--- Begin Provided entries ---

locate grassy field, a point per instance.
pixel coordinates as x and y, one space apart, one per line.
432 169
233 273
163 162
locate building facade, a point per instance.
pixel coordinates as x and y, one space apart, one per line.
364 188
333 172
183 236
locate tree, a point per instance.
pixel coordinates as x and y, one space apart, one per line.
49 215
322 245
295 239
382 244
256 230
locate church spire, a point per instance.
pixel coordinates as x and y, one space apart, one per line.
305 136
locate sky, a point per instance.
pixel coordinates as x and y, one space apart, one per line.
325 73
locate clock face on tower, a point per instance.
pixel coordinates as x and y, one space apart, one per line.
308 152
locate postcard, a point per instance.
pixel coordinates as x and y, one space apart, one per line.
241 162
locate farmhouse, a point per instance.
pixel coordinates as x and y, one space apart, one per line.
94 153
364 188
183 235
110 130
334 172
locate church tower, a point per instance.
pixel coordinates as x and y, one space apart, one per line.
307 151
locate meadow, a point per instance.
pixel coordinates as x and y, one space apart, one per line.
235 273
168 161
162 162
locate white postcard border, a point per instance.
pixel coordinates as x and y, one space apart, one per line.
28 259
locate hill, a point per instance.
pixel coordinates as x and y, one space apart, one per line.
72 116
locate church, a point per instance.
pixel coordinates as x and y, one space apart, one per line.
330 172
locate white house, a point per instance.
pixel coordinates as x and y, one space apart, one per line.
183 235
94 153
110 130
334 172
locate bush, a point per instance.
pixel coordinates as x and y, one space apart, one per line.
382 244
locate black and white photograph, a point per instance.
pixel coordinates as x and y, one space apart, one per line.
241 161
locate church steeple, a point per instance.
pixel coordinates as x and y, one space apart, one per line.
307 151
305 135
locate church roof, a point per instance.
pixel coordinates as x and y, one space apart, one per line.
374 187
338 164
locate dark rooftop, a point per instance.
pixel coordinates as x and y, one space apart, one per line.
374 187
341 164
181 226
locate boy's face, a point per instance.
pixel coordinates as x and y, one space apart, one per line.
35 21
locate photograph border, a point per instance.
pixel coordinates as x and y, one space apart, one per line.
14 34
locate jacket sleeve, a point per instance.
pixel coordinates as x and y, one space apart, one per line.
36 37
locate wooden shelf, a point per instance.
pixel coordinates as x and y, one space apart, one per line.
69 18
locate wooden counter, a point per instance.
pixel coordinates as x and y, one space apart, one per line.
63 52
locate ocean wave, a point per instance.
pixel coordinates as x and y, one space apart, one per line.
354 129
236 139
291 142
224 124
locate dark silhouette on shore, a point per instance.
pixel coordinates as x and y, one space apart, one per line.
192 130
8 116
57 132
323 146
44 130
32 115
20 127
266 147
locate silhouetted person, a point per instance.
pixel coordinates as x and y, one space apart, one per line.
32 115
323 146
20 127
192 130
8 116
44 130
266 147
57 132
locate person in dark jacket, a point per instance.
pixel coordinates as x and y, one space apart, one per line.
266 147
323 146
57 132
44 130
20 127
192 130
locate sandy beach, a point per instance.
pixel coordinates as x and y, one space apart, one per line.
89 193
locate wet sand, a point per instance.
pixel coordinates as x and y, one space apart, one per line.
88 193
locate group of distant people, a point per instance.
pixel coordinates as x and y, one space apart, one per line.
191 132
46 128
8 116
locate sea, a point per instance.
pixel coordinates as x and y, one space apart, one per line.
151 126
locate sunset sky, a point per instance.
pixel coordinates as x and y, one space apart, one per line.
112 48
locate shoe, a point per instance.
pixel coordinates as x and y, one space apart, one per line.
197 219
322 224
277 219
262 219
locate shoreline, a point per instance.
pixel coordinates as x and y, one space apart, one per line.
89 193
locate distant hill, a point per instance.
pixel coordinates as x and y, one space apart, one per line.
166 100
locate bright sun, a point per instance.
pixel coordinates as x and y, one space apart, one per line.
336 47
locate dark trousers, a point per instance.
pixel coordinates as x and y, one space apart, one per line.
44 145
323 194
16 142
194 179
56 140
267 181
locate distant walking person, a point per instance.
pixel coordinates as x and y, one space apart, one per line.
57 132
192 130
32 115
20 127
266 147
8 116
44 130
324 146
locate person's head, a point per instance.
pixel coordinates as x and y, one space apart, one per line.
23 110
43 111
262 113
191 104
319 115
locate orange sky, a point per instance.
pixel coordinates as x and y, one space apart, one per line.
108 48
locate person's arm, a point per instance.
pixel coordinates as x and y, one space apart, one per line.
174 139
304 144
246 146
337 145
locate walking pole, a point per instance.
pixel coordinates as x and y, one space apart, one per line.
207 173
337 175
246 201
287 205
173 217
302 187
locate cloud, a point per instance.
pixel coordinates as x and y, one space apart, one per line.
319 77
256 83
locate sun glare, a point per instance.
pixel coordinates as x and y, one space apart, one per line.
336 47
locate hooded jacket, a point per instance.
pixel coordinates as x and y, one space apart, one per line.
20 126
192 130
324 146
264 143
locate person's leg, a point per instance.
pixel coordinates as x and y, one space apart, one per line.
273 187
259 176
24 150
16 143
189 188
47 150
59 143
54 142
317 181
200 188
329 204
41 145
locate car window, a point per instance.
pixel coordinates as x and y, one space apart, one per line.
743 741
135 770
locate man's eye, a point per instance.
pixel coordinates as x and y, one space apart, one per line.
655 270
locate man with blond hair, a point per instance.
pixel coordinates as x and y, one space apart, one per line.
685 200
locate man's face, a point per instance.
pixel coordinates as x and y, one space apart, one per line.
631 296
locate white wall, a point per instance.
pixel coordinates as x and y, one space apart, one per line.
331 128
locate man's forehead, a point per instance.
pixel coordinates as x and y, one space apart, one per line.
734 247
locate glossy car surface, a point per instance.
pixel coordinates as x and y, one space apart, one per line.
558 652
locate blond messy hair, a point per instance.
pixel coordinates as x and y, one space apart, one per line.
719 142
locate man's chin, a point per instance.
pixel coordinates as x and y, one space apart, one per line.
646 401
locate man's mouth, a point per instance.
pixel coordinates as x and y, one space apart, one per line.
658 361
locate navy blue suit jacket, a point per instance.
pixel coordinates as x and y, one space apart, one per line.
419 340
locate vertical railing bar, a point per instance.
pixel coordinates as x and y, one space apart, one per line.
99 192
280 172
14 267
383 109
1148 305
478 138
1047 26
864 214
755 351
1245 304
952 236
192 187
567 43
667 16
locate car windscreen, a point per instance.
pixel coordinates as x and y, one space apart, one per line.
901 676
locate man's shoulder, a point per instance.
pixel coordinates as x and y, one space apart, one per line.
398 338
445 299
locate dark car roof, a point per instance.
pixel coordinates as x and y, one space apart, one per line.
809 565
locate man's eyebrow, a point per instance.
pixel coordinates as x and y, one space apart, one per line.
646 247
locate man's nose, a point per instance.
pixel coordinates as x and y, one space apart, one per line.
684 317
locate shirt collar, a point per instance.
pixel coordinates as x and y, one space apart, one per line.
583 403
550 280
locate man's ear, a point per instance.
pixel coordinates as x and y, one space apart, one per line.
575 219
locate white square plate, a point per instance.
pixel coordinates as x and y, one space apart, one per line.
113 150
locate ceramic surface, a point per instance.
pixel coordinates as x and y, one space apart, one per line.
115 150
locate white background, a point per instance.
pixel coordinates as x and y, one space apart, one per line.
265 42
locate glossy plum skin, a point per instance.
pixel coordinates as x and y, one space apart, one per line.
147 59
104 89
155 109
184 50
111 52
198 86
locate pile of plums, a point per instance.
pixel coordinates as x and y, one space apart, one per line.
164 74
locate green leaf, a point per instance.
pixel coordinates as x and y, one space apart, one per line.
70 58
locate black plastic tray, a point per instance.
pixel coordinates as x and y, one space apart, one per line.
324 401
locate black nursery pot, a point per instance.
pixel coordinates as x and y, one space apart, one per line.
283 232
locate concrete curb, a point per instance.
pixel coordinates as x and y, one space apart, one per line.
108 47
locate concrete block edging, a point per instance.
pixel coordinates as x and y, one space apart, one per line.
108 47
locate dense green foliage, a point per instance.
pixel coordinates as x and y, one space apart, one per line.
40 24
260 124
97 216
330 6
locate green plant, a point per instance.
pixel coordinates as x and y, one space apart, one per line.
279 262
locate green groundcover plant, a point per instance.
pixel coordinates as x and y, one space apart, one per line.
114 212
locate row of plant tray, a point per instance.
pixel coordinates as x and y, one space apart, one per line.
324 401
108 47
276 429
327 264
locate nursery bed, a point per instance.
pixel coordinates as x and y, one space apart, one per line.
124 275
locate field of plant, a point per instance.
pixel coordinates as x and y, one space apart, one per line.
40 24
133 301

--- End Provided entries ---

--- Instructions to follow ---
Return exactly the lines from the one containing "locate concrete block" to the last line of the data, and nothing more.

--- Reply ---
locate concrete block edging, a point per instance.
pixel coordinates as x and y, one space apart, one per line.
108 47
locate dense green foliage, a point per instance.
pixel coordinates as x and y, one space apart, one per line.
40 24
260 124
97 216
330 6
locate green plant, a point per instance.
pixel coordinates as x and y, one space apart, one per line.
279 262
locate green groundcover plant, a point per instance.
pixel coordinates as x and y, one space apart, one per line.
114 212
locate row of plant tray, a point per instance.
pixel coordinates as x and y, one space apart, one per line.
324 401
108 47
276 429
327 264
locate nursery bed, a point per instance.
pixel coordinates as x and y, one space apart, one per line.
124 275
locate field of plant, a point per instance.
pixel coordinates as x and y, one space apart, one per line.
40 24
133 301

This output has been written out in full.